# [Records shown]
::::

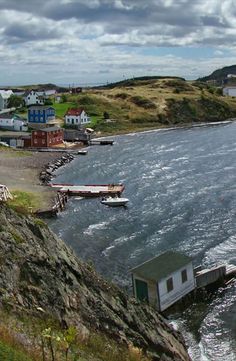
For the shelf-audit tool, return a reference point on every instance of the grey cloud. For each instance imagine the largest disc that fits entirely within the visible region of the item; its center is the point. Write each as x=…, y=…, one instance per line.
x=27, y=32
x=147, y=18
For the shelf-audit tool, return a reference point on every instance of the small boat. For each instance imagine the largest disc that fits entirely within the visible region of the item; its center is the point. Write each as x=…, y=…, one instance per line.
x=114, y=201
x=82, y=152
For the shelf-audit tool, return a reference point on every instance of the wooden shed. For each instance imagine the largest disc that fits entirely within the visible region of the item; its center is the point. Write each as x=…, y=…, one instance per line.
x=47, y=137
x=164, y=279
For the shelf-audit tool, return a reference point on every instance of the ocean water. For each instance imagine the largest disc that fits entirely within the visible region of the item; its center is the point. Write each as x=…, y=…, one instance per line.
x=182, y=190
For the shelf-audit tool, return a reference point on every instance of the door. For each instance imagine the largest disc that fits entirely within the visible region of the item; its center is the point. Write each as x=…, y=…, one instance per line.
x=141, y=290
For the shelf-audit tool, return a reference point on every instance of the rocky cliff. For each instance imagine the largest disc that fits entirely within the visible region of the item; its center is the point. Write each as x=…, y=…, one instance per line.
x=39, y=273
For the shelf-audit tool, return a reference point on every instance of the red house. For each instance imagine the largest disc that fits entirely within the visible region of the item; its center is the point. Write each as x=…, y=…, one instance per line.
x=47, y=137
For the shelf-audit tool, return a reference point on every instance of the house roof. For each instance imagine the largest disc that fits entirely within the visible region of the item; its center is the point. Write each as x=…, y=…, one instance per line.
x=40, y=107
x=5, y=94
x=49, y=129
x=161, y=266
x=74, y=111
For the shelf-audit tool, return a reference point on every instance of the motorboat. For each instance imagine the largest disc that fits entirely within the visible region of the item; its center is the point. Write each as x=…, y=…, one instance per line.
x=114, y=201
x=82, y=152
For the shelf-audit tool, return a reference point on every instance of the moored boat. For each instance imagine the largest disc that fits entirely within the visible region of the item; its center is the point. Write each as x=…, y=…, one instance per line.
x=114, y=201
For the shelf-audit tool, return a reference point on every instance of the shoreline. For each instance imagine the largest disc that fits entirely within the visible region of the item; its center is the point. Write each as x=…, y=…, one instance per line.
x=166, y=128
x=23, y=172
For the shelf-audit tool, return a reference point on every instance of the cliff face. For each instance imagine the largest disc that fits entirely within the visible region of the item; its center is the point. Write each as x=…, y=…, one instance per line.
x=39, y=273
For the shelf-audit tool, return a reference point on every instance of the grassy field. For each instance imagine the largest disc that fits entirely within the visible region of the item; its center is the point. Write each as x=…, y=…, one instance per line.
x=152, y=103
x=61, y=108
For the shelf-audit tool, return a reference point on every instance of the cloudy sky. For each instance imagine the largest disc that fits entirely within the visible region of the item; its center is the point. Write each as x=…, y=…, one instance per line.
x=97, y=41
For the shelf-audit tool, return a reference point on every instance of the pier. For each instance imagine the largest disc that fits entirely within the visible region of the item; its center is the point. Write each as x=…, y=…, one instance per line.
x=101, y=142
x=89, y=190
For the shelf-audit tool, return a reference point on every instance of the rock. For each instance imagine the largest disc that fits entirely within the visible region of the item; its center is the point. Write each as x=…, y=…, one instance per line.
x=42, y=273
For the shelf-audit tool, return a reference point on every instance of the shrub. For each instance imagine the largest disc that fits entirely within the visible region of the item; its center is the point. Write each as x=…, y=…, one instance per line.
x=142, y=102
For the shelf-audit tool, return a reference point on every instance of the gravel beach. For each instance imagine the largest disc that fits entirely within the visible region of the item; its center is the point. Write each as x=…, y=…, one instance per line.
x=20, y=171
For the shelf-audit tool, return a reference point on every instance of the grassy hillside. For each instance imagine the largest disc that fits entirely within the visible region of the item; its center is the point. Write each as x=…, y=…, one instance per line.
x=146, y=103
x=220, y=74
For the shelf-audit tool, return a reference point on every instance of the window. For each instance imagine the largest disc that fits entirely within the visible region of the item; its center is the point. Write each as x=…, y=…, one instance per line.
x=169, y=284
x=184, y=275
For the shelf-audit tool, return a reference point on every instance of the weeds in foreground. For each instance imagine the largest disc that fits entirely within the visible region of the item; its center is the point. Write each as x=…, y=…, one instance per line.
x=28, y=339
x=23, y=202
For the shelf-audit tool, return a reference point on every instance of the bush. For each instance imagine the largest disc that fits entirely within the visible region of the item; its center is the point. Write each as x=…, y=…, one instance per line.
x=142, y=102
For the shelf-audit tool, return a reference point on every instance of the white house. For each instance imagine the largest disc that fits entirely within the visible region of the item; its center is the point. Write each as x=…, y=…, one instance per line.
x=76, y=116
x=4, y=97
x=12, y=122
x=32, y=97
x=163, y=280
x=229, y=91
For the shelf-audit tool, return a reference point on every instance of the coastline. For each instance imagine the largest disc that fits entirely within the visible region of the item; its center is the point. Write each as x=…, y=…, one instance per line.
x=20, y=171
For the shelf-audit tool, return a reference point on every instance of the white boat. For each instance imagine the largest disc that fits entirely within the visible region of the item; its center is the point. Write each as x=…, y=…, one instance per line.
x=82, y=152
x=114, y=201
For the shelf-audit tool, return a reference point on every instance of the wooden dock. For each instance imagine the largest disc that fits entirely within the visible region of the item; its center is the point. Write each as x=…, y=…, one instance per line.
x=89, y=190
x=59, y=206
x=101, y=142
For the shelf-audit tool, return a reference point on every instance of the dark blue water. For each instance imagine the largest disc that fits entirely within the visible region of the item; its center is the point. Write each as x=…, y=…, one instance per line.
x=182, y=190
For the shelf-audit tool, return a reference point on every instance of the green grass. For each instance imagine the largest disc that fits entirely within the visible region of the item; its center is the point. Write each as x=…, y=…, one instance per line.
x=24, y=202
x=61, y=108
x=10, y=152
x=8, y=353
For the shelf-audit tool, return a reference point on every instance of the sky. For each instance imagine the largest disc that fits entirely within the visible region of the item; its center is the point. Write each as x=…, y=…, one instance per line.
x=89, y=42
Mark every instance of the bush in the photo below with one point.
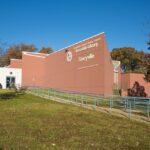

::::

# [Task requirements]
In the copy, keep every line of the data above exactly and drop each picture.

# [Solution]
For the shelf-audit tool, return a reference point on every instance of the grey cloud. For each instance imagine the largest disc that fits entirely within the visible region of the item; its center is the point. Write each as x=…, y=…, one instance per line.
x=27, y=32
x=147, y=18
For the shelf-audit tool, return a reference point on every instance of the small boat. For each instance imagine the largest disc that fits entirely within the visible region of the item; its center is the point. Write each as x=…, y=…, one instance per line.
x=114, y=201
x=82, y=152
For the shelf-audit tool, return a reference point on every instance of the wooden shed. For each instance imagine the largest disc that fits entirely within the visible region of the item; its center is the point. Write each as x=…, y=…, one instance per line.
x=47, y=137
x=164, y=279
For the shelf-audit tool, return a reference point on every instance of the ocean water. For each instance imagine the largest disc that fits entirely within the visible region of the item; its center is the point. Write each as x=…, y=…, one instance per line.
x=182, y=190
For the shelf-audit tool, return a reference point on every instance of the door. For each instance imagine the largest disc that fits entirely within the visible region of the item; its center is the point. Write each as x=…, y=…, one instance per line.
x=141, y=290
For the shelf-audit tool, return a reference point on every instance of the rocky cliff. For each instance imagine the largest disc that fits entirely within the visible region of the item; its center is the point. Write each as x=…, y=…, one instance per line.
x=39, y=273
For the shelf-audit tool, return a reference point on every instance of the red house. For each instance imagine the largest disc that fits entirely within the visible region of the item; its center is the point. Write each as x=…, y=…, one instance per line.
x=47, y=137
For the shelf-audit tool, return a reference point on every instance of the house roof. For each instance imagine the largest disc that fits entirely within the visible region of the item; its center is the point. Write each as x=…, y=…, one instance per line.
x=40, y=107
x=5, y=94
x=49, y=129
x=161, y=266
x=74, y=111
For the shelf-audit tool, return a reference point on every instance of the motorboat. For each instance imagine the largest disc that fits entirely within the visible region of the item; its center is the point. Write each as x=…, y=…, one instance per line.
x=114, y=201
x=82, y=152
For the shelf-audit tool, return a reference point on every instance of the moored boat. For each instance imagine the largest disc that fits entirely within the visible region of the item; its center is the point. Write each as x=…, y=…, one instance per line.
x=114, y=201
For the shelf-audit tool, return a reference point on every instance of the shoreline. For each instance imagine the largest disc that fits entirely within the visible region of the item; its center is the point. Write each as x=…, y=…, one instance per line.
x=166, y=128
x=23, y=172
For the shelf-audit tool, return a reference point on every instance of the cliff face. For each instance imagine the largest disc that fits entirely within the visible region of the item; its center is the point. Write each as x=…, y=…, one instance per line.
x=39, y=273
For the shelf-audit tool, return a reference point on every instance of the grassy field. For each instance imagine the largest disc that fits entirely within the visible region of the item; its center is the point. Write each as x=…, y=…, one instance per line.
x=152, y=103
x=61, y=108
For the shelf-audit tool, return a reference point on every instance of the cloudy sky. For each instance imagine the largest disc that fits entirely within the visible region of the item; its center is the point. Write each as x=…, y=…, one instance per line.
x=97, y=41
For the shelf-audit tool, return a reference point on every instance of the pier. For each instance imagine the largest disc that fits entirely within the visible region of the item; its center is the point. Write each as x=…, y=…, one instance per line.
x=101, y=142
x=89, y=190
For the shelf-audit tool, return a reference point on every instance of the rock. For each instance imagine the largest disc that fits entirely within the visible region of the item; its center is the point. Write each as x=…, y=…, one instance per line.
x=42, y=273
For the shelf-audit tool, return a reference point on every instance of the shrub. For each instance imagine the largest disc that fits entirely within the visible region of the item; its center is the point. Write each as x=…, y=…, one instance per line.
x=142, y=102
For the shelf-audit tool, return a reference point on every instance of the gravel beach. For each instance imagine the largest disc that fits entirely within the visible region of the item; its center is the point. Write each as x=…, y=…, one instance per line.
x=20, y=171
For the shelf-audit tool, return a reference point on every instance of the grassy hillside. For each instance imagine the largest disc that fits entirely within the visible region of the item; its center is the point. Write each as x=…, y=…, one instance per line.
x=146, y=103
x=220, y=74
For the shelf-audit tool, return a reference point on every instance of the window. For each instance imagine the largest disc that fits entirely within the visible region of the item; its center is the point. Write each as x=…, y=…, one instance per line.
x=169, y=284
x=184, y=275
For the shelf-audit tool, return a reference point on every instance of the weeds in foreground. For each instance imagine the largest disc that fits entirely within the visible region of the item; its center is the point. Write each as x=…, y=…, one instance per line.
x=28, y=339
x=23, y=202
For the shelf-audit tool, return a reference point on every instance of the bush. For each instance imagine the largest disc that fits entirely within the visible region of the item; its center is the point. Write each as x=…, y=…, one instance per line.
x=142, y=102
For the shelf-audit tool, return a reference point on every instance of the white house. For each instance imagine the largest disc that fits entirely within the visible region of the item; its center is the point. Write each as x=…, y=…, one instance per line.
x=76, y=116
x=4, y=97
x=12, y=122
x=32, y=97
x=163, y=280
x=229, y=91
For the shelf-audit tool, return a reference point on every instance of the coastline. For each instance imagine the largest disc that fits entirely within the visible region of the item; its center is the point. Write each as x=…, y=…, one instance per line.
x=20, y=171
For the shelf-audit tool, return a reference point on every instance of the white boat. For each instance imagine the largest disc that fits entirely within the visible region of the item; its center is the point. Write each as x=…, y=…, one instance per line.
x=82, y=152
x=114, y=201
For the shelf-audit tool, return a reference point on every instance of the wooden dock. For each instance imagine the largest disc that fits entirely within the visible region of the item; its center is the point. Write each as x=…, y=…, one instance per line.
x=89, y=190
x=59, y=206
x=101, y=142
For the shelf-audit tool, return a reference point on every instance of the dark blue water. For each instance imagine the largest disc that fits entirely within the visible region of the item; its center is the point. Write each as x=…, y=…, one instance per line.
x=182, y=190
For the shelf-audit tool, return a reference point on every instance of the green grass. For each instance imagine the largest disc that fits entirely within the visible region of the item; its center is the point. Write each as x=…, y=…, one instance per line.
x=24, y=202
x=61, y=108
x=10, y=152
x=8, y=353
For the shelf-audit tool, return a reference point on every instance of the sky. For each instance imagine the largest disc that fits entirely within the visible region of the item; its center is the point. Write each as x=…, y=…, one instance per line.
x=89, y=42
Mark every instance of the bush in the photo below with one point.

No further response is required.